Document passage -

Sunday at the End of the Eighth Month

Everyone around here observes the 29th of each month as a Katrina anniversary. Not with parties, of course, but only marking one more month since life changed forever.

We’ve been under tornado watches since Saturday evening. Sunday morning, weathercasters were urging people in St. Bernard Parish to get into secure housing. I suppose that means leave your FEMA trailer and go into the gutted out, empty house next door for security from high winds or even tornadoes. We’re thankful for the needed rain.

Saturday, residents of Kenner ousted their mayor. Muniz won over Capitano, by something like 52% to 48%. Veteran police officer Steve Caraway was elected chief over P.J.Hahn, who was seen as an administrator. Everyone agrees the voters in this New Orleans suburb are tired of the constant bickering between council and mayor, chief and mayor, and other groups.

Next Sunday, May 7 and then Monday the 8th, I’ll be accomplishing a personal first: preaching in a Methodist Church. After the Saturday night high school reunion at Double Springs, Alabama, the next morning I’ll preach at the local Methodist church for their 11 am service, their 6 pm service that night, and the next evening at 6 pm. And later in the month, I’ll be preaching in a United Methodist church in another part of Alabama. So, this is my year, I guess.

My mom says, “How did this happen?” I tell her that our high school class team leader Sally Moody recommended me to the Pastor Albert Rivera of the Double Springs church. And my college roommate, George Gravitte, who lives across the county at Haleyville, now retired from pastoring UMC churches, added his recommendation. Presumably, what they said is that “Joe’s safe.” (We’ll see.)

Pastor Joseph Blanchard of the (New Orleans) First Haitian Baptist Church came by our associational offices one day this week. He’s bivocational and drives a taxi in the week. Anyway, that church is having a week of revival services the week of June 4 with a different preacher each night, and he invited me to preach that Sunday night. He said, “Our theme is Ezra 10:13.” I could not remember what that verse was and even after looking it up, had no clue how that suggested a revival theme. The first half of the verse reads: “But there are many people, and it is the rainy season. We don’t have the stamina to stay out in the open.” Joseph said, “Our theme is: ‘It’s Time to Come Inside.'” He smiled and added, “It’s bad outside. Time to come in to Christ.” I love it.

The annual meeting of the Southern Baptist Convention this June will be in Greensboro, North Carolina, a first for that medium-sized city. When attendance dropped back to manageable numbers a decade ago, our leaders decided it was time to gather in some places we haven’t been lately, if at all. Last year, Nashville. I was impressed to see that two of our local leaders will be on the program. Lonnie Wascom is the director of missions (my counterpart) on the Northshore, which includes everything from Slidell to Covington to Hammond. He will be speaking at the meeting of the SBC Associational Directors of Missions. Then, David Crosby of the FBC of New Orleans has been given a slot on the SBC program itself, to talk about the rebuilding of New Orleans with particular slant on the Cooperative Program, our denomination’s instrument for receiving and channeling offerings throughout the world. Both men are highly articulate and outstanding in every way and will represent us well. I’ve already begun praying for them.

In July, I’ll be speaking at the great Central Baptist Church-Bearden of Knoxville, down the street from the University of Tennessee, where my friend of nearly 4 decades Larry Fields has labored so faithfully for over 20 years. Larry and Sandy will be enjoying a sabbatical in Oxford (yes, England, not Mississippi. Or Alabama either, for that matter). I have to tell you what Larry did the other day.

Job 1 - Copy word for word everything in the post from "Everyone around here" down to "the needed rain.".
Job 2 - Identify each line of the entries that contains the word "wall" and copy those lines out, treating uppercase and lowercase as different.
The post and the entries after it are unrelated material.

Excerpts from a location annotation dataset -
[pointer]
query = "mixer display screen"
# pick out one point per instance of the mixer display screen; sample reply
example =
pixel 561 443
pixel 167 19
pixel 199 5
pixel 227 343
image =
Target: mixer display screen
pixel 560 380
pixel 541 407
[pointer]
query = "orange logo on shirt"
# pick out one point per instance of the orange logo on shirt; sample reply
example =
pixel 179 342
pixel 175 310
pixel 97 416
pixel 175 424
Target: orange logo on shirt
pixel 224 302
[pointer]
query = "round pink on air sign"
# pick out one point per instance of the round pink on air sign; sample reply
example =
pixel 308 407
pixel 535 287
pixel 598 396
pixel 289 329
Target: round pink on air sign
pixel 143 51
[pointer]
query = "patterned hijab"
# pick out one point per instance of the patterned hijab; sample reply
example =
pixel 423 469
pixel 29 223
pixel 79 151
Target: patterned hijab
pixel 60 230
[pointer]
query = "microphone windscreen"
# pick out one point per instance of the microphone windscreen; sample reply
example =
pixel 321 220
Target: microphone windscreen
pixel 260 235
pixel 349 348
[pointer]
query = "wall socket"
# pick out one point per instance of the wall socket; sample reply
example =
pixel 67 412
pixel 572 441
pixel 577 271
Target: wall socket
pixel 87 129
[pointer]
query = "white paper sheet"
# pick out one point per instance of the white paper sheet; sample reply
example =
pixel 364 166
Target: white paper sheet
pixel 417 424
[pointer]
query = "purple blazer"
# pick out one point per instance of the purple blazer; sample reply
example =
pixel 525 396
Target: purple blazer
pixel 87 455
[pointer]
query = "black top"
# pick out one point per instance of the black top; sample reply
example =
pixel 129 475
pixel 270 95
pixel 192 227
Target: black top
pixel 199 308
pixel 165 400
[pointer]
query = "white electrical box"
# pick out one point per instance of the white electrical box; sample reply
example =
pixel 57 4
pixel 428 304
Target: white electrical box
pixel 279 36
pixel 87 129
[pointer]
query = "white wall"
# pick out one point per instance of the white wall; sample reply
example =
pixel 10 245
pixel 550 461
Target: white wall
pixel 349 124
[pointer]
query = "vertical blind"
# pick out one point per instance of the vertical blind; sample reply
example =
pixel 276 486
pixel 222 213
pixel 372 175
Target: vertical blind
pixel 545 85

Correct output 1 -
Everyone around here observes the 29th of each month as a Katrina anniversary. Not with parties, of course, but only marking one more month since life changed forever.

We’ve been under tornado watches since Saturday evening. Sunday morning, weathercasters were urging people in St. Bernard Parish to get into secure housing. I suppose that means leave your FEMA trailer and go into the gutted out, empty house next door for security from high winds or even tornadoes. We’re thankful for the needed rain.

Correct output 2 -
query = "wall socket"
# pick out one point per instance of the wall socket; sample reply
Target: wall socket
query = "white wall"
# pick out one point per instance of the white wall; sample reply
Target: white wall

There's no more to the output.